● Activity:
What is needed is an exact copy of the lines from the one containing "of the vertical" through the last line of the entries below, both included.

--- Material provided ---

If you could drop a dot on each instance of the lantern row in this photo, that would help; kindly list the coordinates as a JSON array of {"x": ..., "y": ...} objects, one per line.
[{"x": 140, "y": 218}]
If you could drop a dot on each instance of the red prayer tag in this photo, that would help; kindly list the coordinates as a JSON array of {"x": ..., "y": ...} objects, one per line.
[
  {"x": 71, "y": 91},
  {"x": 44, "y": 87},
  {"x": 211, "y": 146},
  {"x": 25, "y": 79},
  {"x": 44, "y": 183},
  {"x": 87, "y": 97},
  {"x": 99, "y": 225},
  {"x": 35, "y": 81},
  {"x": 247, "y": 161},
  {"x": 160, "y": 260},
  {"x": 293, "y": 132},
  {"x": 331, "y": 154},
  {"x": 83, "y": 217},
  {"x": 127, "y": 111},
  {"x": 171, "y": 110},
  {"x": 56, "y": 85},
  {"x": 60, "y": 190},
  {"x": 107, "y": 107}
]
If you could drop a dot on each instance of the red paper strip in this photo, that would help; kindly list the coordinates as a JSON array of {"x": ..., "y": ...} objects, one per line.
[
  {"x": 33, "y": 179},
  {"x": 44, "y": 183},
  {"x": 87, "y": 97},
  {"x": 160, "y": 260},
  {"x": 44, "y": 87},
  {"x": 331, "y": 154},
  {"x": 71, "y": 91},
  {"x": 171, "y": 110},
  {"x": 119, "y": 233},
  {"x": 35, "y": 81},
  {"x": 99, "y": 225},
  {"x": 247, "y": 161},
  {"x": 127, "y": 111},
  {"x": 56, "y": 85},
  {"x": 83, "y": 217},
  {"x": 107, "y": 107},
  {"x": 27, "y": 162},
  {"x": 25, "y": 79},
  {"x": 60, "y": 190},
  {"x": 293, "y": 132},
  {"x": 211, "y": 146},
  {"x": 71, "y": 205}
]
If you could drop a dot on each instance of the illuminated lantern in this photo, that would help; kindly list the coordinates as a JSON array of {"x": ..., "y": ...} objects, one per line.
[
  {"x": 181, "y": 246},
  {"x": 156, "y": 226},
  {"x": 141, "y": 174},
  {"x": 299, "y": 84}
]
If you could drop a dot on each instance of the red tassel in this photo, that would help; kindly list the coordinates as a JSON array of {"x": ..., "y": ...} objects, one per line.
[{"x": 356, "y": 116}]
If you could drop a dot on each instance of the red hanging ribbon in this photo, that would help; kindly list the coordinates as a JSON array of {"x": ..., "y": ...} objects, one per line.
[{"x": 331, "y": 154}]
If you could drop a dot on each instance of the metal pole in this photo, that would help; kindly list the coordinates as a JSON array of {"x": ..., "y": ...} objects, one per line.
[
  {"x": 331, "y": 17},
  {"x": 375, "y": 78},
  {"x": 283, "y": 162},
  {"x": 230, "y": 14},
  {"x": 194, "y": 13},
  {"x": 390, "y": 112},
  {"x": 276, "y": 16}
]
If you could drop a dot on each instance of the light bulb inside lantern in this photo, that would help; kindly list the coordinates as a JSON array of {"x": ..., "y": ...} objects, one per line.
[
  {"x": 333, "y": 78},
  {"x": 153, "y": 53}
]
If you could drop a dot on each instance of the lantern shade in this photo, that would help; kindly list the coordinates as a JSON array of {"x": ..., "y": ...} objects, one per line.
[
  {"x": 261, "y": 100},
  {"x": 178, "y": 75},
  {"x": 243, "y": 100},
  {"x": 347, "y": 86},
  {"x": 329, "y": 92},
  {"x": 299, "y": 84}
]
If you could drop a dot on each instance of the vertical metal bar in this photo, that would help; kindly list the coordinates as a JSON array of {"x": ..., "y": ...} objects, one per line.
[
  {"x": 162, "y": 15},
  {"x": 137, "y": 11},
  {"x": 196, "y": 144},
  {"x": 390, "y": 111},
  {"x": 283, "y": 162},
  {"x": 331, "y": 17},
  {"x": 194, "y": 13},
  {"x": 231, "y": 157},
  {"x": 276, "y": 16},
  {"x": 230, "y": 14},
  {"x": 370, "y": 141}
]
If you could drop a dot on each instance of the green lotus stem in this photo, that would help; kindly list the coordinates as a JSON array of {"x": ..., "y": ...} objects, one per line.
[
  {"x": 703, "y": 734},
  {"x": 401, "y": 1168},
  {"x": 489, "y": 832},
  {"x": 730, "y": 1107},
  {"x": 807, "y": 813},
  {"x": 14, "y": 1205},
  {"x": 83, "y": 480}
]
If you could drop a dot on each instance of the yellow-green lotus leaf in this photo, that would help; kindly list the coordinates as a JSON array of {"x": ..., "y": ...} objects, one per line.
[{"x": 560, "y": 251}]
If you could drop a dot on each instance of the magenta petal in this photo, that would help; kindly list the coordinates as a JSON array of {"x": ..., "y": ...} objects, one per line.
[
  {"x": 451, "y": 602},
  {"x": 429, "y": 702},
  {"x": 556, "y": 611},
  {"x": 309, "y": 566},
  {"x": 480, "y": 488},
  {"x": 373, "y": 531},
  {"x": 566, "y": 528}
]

---

● Response to the exercise:
If you could drop a dot on each instance of the vertical metal bar in this photo, that would help; kindly list the coordinates as a JSON array of {"x": ..., "y": ...} objects, one per line.
[
  {"x": 162, "y": 15},
  {"x": 137, "y": 11},
  {"x": 196, "y": 144},
  {"x": 390, "y": 111},
  {"x": 283, "y": 162},
  {"x": 331, "y": 17},
  {"x": 194, "y": 13},
  {"x": 231, "y": 157},
  {"x": 276, "y": 16},
  {"x": 230, "y": 14},
  {"x": 370, "y": 141}
]
If you could drop a dot on each instance of the green lotus stem in this photo, that would help; kindly list the coordinates as a JSON array of {"x": ..., "y": ...} objects, one per line.
[
  {"x": 703, "y": 734},
  {"x": 401, "y": 1168},
  {"x": 489, "y": 832},
  {"x": 730, "y": 1107},
  {"x": 807, "y": 813},
  {"x": 14, "y": 1205},
  {"x": 83, "y": 480}
]
If you could drop a dot on each instance of the yellow-green lotus leaf in this photo, that would help; kindly list the coordinates as a JSON array of {"x": ..., "y": ...} objects, one per line.
[{"x": 560, "y": 251}]
If you could drop a dot on each instance of the magenta petal in this photo, that would help; kindly list the coordinates as a JSON array of {"x": ..., "y": ...} objects, one per line.
[
  {"x": 451, "y": 602},
  {"x": 429, "y": 702},
  {"x": 556, "y": 611},
  {"x": 309, "y": 566},
  {"x": 480, "y": 488},
  {"x": 373, "y": 531},
  {"x": 566, "y": 528}
]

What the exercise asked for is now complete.